-- START OF Information given --

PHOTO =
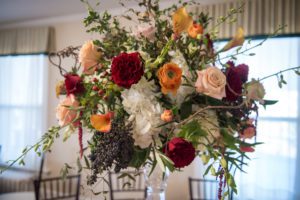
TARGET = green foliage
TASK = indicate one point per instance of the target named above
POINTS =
(192, 132)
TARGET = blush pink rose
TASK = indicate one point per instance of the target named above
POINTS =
(89, 57)
(211, 82)
(63, 112)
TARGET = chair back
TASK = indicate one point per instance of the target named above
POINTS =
(203, 189)
(127, 185)
(57, 188)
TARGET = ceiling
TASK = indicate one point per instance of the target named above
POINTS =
(18, 11)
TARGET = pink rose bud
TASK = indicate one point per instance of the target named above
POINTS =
(167, 116)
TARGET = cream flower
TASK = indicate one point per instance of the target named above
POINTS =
(64, 112)
(140, 103)
(211, 82)
(89, 57)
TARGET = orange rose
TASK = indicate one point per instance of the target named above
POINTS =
(167, 116)
(65, 112)
(181, 21)
(169, 77)
(89, 57)
(194, 30)
(102, 123)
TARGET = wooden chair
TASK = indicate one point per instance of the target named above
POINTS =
(203, 189)
(125, 188)
(57, 188)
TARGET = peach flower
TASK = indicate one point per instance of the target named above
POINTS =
(181, 21)
(167, 116)
(211, 81)
(102, 123)
(194, 30)
(65, 112)
(169, 76)
(89, 57)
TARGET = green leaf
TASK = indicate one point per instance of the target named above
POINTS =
(87, 163)
(185, 110)
(192, 132)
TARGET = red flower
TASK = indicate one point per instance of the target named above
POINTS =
(236, 77)
(127, 69)
(180, 151)
(74, 84)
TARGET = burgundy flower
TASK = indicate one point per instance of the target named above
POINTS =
(127, 69)
(74, 84)
(180, 151)
(236, 76)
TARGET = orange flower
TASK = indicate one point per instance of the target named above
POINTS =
(181, 21)
(238, 40)
(167, 116)
(102, 123)
(169, 77)
(194, 30)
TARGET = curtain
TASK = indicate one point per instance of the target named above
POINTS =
(23, 93)
(260, 17)
(272, 173)
(34, 40)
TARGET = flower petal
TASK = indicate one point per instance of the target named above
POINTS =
(181, 20)
(101, 123)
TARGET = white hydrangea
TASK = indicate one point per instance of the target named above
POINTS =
(182, 91)
(144, 110)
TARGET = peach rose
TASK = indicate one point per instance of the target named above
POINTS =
(102, 122)
(89, 57)
(167, 116)
(211, 82)
(64, 112)
(255, 91)
(169, 76)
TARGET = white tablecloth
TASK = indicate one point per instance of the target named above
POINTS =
(18, 196)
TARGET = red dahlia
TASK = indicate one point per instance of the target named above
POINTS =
(127, 69)
(180, 151)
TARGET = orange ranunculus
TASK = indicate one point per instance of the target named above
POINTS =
(181, 20)
(102, 123)
(238, 40)
(167, 116)
(169, 77)
(194, 30)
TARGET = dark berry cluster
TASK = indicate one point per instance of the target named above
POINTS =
(111, 150)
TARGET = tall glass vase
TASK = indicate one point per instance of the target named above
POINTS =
(156, 182)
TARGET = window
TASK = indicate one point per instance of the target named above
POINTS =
(272, 172)
(23, 87)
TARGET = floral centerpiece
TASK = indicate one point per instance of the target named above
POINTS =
(160, 95)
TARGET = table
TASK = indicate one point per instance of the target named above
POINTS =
(17, 196)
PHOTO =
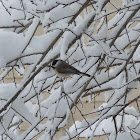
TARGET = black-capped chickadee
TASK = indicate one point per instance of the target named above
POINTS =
(63, 69)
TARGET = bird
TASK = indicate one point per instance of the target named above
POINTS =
(64, 70)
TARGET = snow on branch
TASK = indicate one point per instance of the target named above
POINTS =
(99, 38)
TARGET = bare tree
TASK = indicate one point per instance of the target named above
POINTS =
(101, 42)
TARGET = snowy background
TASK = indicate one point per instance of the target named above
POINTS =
(103, 43)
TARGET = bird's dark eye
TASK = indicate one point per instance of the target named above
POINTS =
(54, 62)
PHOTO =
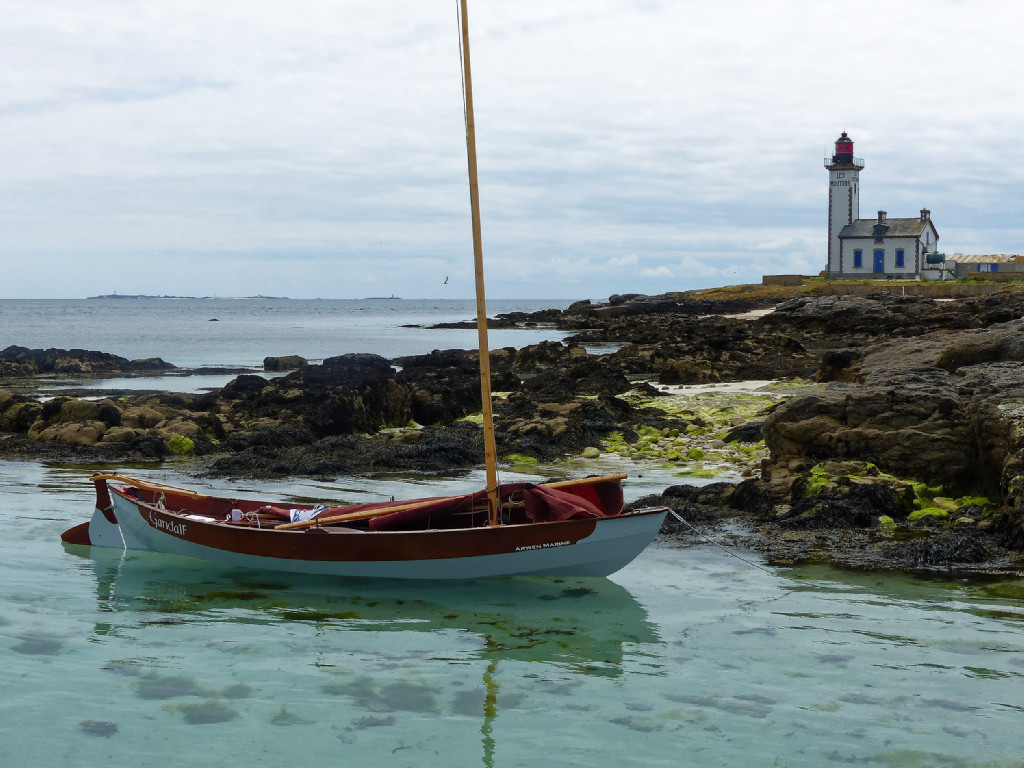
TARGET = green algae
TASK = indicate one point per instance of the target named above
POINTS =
(284, 717)
(180, 444)
(935, 512)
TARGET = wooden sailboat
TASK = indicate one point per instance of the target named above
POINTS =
(578, 527)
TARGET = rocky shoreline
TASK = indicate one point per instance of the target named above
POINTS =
(896, 441)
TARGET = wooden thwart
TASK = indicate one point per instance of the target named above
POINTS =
(350, 516)
(369, 513)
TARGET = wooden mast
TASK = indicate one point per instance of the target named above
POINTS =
(489, 452)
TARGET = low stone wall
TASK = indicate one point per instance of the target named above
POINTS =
(908, 288)
(782, 280)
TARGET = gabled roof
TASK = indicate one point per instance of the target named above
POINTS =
(991, 258)
(913, 227)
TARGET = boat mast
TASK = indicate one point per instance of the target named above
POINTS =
(489, 452)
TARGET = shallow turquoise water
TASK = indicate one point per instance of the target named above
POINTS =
(686, 657)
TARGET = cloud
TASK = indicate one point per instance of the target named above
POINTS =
(621, 144)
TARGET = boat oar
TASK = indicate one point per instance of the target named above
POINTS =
(364, 514)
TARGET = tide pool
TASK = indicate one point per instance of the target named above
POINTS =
(688, 656)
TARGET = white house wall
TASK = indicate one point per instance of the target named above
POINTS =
(913, 255)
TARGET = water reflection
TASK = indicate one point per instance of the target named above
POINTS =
(584, 627)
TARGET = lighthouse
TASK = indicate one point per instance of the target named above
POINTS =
(844, 197)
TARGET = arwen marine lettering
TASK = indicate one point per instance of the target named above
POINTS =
(542, 546)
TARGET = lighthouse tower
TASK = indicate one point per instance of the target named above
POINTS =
(844, 197)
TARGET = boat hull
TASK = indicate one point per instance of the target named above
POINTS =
(595, 547)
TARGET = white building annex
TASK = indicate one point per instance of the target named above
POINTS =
(881, 247)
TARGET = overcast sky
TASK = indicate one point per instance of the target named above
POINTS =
(315, 147)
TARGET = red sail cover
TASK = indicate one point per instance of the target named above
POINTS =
(542, 504)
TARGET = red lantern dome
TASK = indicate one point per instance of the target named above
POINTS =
(844, 150)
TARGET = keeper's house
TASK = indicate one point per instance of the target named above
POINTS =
(870, 248)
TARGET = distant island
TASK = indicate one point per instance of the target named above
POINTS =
(144, 296)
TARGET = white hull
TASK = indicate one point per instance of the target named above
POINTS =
(613, 544)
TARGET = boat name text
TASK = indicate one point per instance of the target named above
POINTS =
(542, 546)
(178, 528)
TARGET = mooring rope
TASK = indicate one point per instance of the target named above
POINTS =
(726, 551)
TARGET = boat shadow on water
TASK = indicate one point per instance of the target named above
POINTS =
(580, 623)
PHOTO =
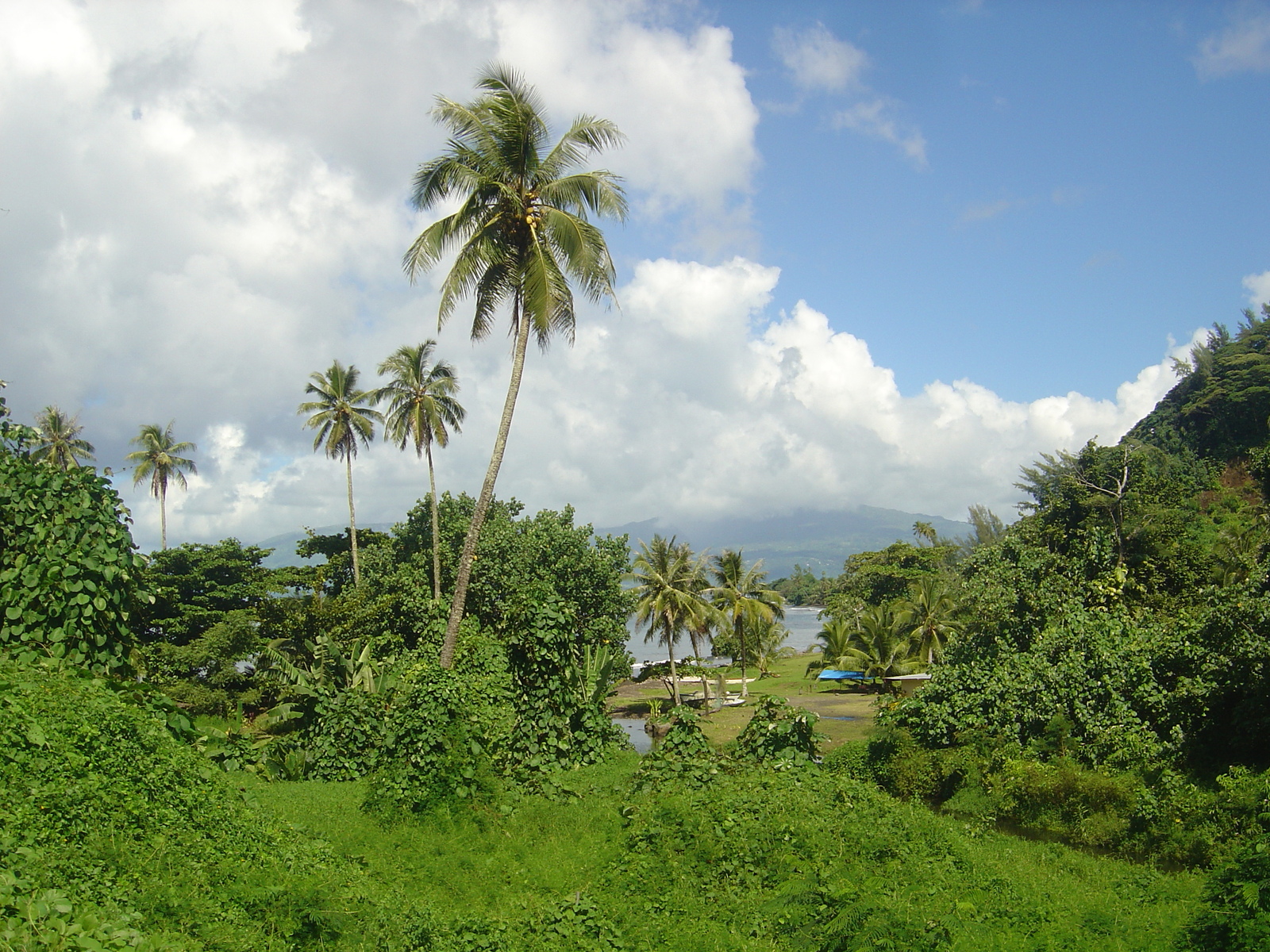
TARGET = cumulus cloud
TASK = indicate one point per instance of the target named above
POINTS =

-- END OF Information given --

Objective: Every entry above should be duplicated exactly. Do not include the images.

Task solution:
PHOTO =
TARGET = green foliage
TASK = indicate one point per instance of the target named above
POINTS =
(192, 132)
TARGET = blush pink rose
TASK = indicate one point per instance of the target named above
POINTS =
(89, 57)
(211, 82)
(63, 112)
TARGET = chair back
TASK = indicate one point per instance of the target named above
POINTS =
(203, 189)
(127, 185)
(57, 188)
TARGET = ceiling
TASK = indicate one point per instance of the target named above
POINTS =
(18, 11)
TARGET = pink rose bud
TASK = indicate one point per instance of the target named above
POINTS =
(167, 116)
TARGET = cream flower
TASK = indicate one point per instance of the target named above
POINTS =
(64, 112)
(140, 103)
(211, 82)
(89, 57)
TARGET = orange rose
TASK = indicate one point per instance of the target named above
POINTS =
(167, 116)
(65, 112)
(181, 21)
(169, 77)
(89, 57)
(194, 30)
(102, 123)
TARGET = wooden chair
TASK = indicate one point per instance of the target named above
POINTS =
(203, 189)
(125, 188)
(57, 188)
TARGET = peach flower
TASK = indicate one point per instance of the target named above
POINTS =
(181, 21)
(167, 116)
(211, 81)
(102, 123)
(194, 30)
(65, 112)
(169, 76)
(89, 57)
TARGET = green leaf
TASK = indicate one point per instance of the target named above
POINTS =
(87, 163)
(185, 110)
(192, 132)
TARGET = red flower
TASK = indicate one point per instance of the target named above
POINTS =
(236, 77)
(127, 69)
(180, 151)
(74, 84)
TARGET = burgundy flower
TASK = indicate one point per instance of the target named above
POINTS =
(127, 69)
(74, 84)
(180, 151)
(236, 76)
TARGET = orange flower
TASK = indicate one point per instance of the target named above
POINTS =
(181, 21)
(238, 40)
(167, 116)
(102, 123)
(169, 77)
(194, 30)
TARGET = curtain
TASK = indicate one point per instance of the target named above
POINTS =
(23, 93)
(260, 17)
(272, 173)
(34, 40)
TARGET = flower petal
TASK = indicate one point per instance of the target named above
POINTS =
(181, 20)
(101, 123)
TARGET = white hydrangea
TASK = indicate one point per instance of the target named above
POINTS =
(182, 91)
(144, 110)
TARGET = peach rose
TASK = indicate one point per instance of the target named above
POINTS =
(102, 122)
(89, 57)
(167, 116)
(211, 82)
(64, 112)
(255, 91)
(169, 76)
TARGET = white tablecloth
TASK = indicate one point per instance of the target named above
POINTS =
(18, 196)
TARGET = red dahlia
TASK = indicate one point per instance of the target named above
POINTS =
(127, 69)
(180, 151)
TARGET = orange ranunculus
TASK = indicate one point per instance of the target named above
POINTS =
(181, 20)
(102, 123)
(238, 40)
(167, 116)
(169, 77)
(194, 30)
TARGET = dark berry cluster
TASK = indicate one point per instance of the target named above
POINTS =
(111, 150)
TARGET = tall glass vase
TASK = indicate one point per instance of the target named above
POINTS =
(156, 182)
TARGET = window
TASK = indicate one point per instance of the target named above
POINTS =
(272, 172)
(23, 87)
TARGET = floral centerpiece
TASK = indicate one point per instance of the target named above
POINTS =
(160, 95)
TARGET = table
TASK = indicate one point per instance of the target named above
POINTS =
(17, 196)
PHOTO =
TARGET = black-capped chickadee
TASK = indicate one point per instance of the target named above
POINTS =
(63, 69)
TARGET = bird
TASK = indicate one point per instance of the target named above
POINTS =
(64, 70)
TARGET = snow on branch
TASK = indicate one point per instance of the target named above
POINTS =
(99, 38)
TARGET = bare tree
TASK = indicate one point per instance of the target named above
POINTS =
(101, 42)
TARGET = snowy background
TASK = indicate one point per instance of the target named above
POINTS =
(103, 43)
TARGET = bird's dark eye
TASK = indicate one point per instance of the target named above
POINTS =
(54, 62)
PHOTO =
TARGET = green algae
TASK = indicate one point per instance of the target named above
POINTS =
(284, 717)
(180, 444)
(935, 512)
TARGET = wooden sailboat
TASK = indicate one point per instance of the target named above
POINTS =
(578, 527)
TARGET = rocky shoreline
TASK = indicate one point per instance of the target named above
POINTS =
(896, 441)
TARGET = wooden thwart
TASK = indicate one point per instance of the target named above
POINTS =
(350, 516)
(369, 513)
TARGET = wooden mast
TASK = indicate one point per instance of the target named above
POINTS =
(489, 452)
TARGET = low stone wall
TASK = indicate one point per instance of the target named above
POINTS =
(908, 288)
(782, 280)
TARGET = gabled roof
TASK = indicate one point per instance of the target named above
POINTS =
(991, 258)
(913, 227)
TARGET = boat mast
TASK = indicate one point per instance of the target named above
POINTS =
(489, 452)
TARGET = shallow turquoise water
TASK = indicate one point per instance of the target named above
POINTS =
(686, 657)
TARGET = cloud
TASK = indicate one point per instance of the target named above
POINTS =
(621, 144)
TARGET = boat oar
TASK = indicate one point per instance of the target named above
POINTS =
(364, 514)
TARGET = tide pool
TASK = indicate one point per instance of the target named above
POINTS =
(688, 656)
TARGET = white house wall
TASK = indicate one point per instance of the target named above
POINTS =
(913, 255)
TARGET = water reflection
TASK = indicate one point per instance of the target named above
POINTS =
(584, 627)
TARGET = lighthouse
TASK = indicate one point per instance of the target named above
POINTS =
(844, 197)
TARGET = arwen marine lettering
TASK = indicate one point per instance of the target named above
POINTS =
(542, 546)
TARGET = lighthouse tower
TASK = indicate one point per instance of the target named above
POINTS =
(844, 197)
TARGET = boat hull
TASK = indicate one point per instance of the target named above
POINTS =
(595, 547)
TARGET = white building annex
TASK = indicate one point per instance of the target named above
POINTS =
(881, 247)
TARGET = overcast sky
TASK = indicate one point per instance of the target named above
POINTS =
(315, 147)
TARGET = red sail cover
TASK = indicate one point per instance of the target named above
POINTS =
(542, 504)
TARGET = red lantern dome
TASK = indicate one point per instance of the target named above
POINTS =
(844, 150)
TARGET = keeper's house
TASK = indicate one point per instance of the target named above
POINTS =
(870, 248)
TARGET = distant island
TASK = indicate one point per instance of the target named above
POINTS =
(144, 296)
TARGET = white hull
TASK = indicate one point per instance of the target named above
POINTS =
(613, 544)
TARGET = boat name text
TASK = indicate one point per instance of the target named above
POINTS =
(542, 546)
(178, 528)
TARGET = mooring rope
TASK = indicate one point per instance of the target named above
POINTS =
(726, 551)
TARGET = boat shadow on water
TASK = indicate one point per instance of the target named above
POINTS =
(580, 623)
PHOTO =
TARGET = cumulus cloud
TASK = indicate one point per instance of the target named above
POINTS =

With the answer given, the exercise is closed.